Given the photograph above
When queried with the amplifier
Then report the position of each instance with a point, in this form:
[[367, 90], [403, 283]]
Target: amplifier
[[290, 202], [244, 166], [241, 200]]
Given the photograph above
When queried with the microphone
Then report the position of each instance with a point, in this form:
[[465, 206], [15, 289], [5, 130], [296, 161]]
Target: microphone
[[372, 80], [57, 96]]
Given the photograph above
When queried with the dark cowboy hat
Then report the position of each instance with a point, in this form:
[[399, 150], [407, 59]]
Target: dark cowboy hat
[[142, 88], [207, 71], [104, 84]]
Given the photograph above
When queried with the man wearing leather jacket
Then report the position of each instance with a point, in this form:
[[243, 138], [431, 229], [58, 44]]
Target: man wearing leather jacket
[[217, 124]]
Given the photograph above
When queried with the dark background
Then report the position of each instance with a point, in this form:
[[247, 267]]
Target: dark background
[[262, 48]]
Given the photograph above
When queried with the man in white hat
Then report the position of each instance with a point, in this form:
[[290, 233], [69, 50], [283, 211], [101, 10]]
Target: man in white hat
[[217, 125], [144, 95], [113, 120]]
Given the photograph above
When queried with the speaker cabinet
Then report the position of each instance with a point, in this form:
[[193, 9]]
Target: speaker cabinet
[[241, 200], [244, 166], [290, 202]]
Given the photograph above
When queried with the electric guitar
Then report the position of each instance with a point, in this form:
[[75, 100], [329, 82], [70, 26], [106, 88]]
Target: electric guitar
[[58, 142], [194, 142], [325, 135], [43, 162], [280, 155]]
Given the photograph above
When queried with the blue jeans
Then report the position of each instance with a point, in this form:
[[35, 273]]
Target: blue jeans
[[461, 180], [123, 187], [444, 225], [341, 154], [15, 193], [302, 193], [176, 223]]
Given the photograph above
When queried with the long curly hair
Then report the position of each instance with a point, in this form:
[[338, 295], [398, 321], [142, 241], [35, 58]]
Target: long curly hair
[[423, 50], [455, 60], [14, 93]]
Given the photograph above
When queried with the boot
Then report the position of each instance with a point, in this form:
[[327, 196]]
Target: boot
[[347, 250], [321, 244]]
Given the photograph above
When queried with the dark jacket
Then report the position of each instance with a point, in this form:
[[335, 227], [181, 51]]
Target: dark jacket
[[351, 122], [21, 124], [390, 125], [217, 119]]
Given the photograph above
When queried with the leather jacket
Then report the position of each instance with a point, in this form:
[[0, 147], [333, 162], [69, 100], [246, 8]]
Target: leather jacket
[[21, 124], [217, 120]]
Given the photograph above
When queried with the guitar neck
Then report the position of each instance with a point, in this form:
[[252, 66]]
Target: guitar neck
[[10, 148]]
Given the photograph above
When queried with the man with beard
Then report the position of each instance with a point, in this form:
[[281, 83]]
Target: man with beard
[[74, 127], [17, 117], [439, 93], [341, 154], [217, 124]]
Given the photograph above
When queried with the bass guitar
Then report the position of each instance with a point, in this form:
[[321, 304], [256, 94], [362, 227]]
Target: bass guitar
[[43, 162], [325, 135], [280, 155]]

· · · · · · ·

• [Task requirements]: Retype every record above exactly as it appears.

• [Task answer]:
Given the photograph above
When queried with the amplifier
Then report the position of each instance with a point, in this form:
[[367, 90], [403, 283]]
Target: amplifier
[[290, 202], [244, 166], [241, 200]]
Given the photograph above
When queried with the microphone
Then report the position of each instance with a point, in this form:
[[465, 206], [15, 289], [5, 130], [296, 161]]
Target: microphone
[[372, 80], [57, 96]]
Given the photograph above
When queried with the dark cowboy hat
Then report the position of each instance with a point, in this form:
[[399, 150], [407, 59]]
Target: dark cowboy hat
[[142, 88], [207, 71], [104, 84]]
Given the photograph above
When queried with the man wearing leather jacket
Then report the position of each instance with a point, in this form:
[[243, 138], [431, 229], [58, 44]]
Target: man wearing leather jacket
[[217, 124]]
Given the photograph above
When queried with the dark background
Then report the position of each instance with a point, in this form:
[[247, 267]]
Target: dark background
[[262, 48]]
Given the photograph above
When queried with the man in white hat
Then report the position of each instance with a point, in this form:
[[290, 233], [69, 50], [283, 211], [101, 10]]
Target: man in white hat
[[217, 125], [144, 95], [113, 120]]
Given the photograph above
When queried with the speaker cabinet
Then report the position of each instance with a point, in this form:
[[193, 9]]
Target: speaker cabinet
[[241, 200], [244, 166], [290, 202]]
Given the photograph above
When queried with the electric guitar
Then report the position of each instance with a point, in this form:
[[75, 100], [329, 82], [70, 26], [106, 88]]
Target: electric guitar
[[58, 142], [194, 142], [325, 135], [43, 162], [280, 155]]
Given the photograph above
When queried with the blue jeans
Then report the position of each instance with a point, in this form:
[[35, 273]]
Target: blue jeans
[[461, 180], [123, 187], [444, 225], [341, 154], [15, 193], [302, 193], [176, 223]]
Given the photograph above
When queried with the long curly hair
Then report the position of each instance with a point, in this form:
[[338, 295], [398, 321], [142, 241], [35, 58]]
Target: long curly hair
[[423, 50], [455, 60], [14, 93]]
Given the photograph above
When queried with the boot
Then report the position of each instance with a point, in this form:
[[327, 196]]
Target: boot
[[347, 250], [321, 244]]
Given the photograph above
When queried with the dark jacket
Then report the position of each instance with a point, in this form:
[[335, 227], [181, 51]]
Target: dark jacket
[[351, 122], [21, 124], [390, 125], [217, 119]]
Given the photograph above
When queried with the leather jacket
Then report the position of each instance with a point, in this form:
[[0, 147], [333, 162], [69, 100], [246, 8]]
Target: leather jacket
[[21, 124], [217, 120]]
Given the photograph above
When queried with the guitar neck
Then report the position of each instance with a point, in this form:
[[252, 66]]
Target: guitar neck
[[10, 148]]
Given the photograph above
When queried with the man with beard
Then report the position of each instance with a point, in this form:
[[281, 83]]
Target: man with beard
[[74, 127], [17, 117], [439, 93], [341, 154], [217, 124]]
Given the photograph above
When queried with the bass guitar
Then report the position of each instance with a point, in this form:
[[321, 304], [256, 94], [362, 227]]
Target: bass guitar
[[43, 162], [325, 135], [280, 155]]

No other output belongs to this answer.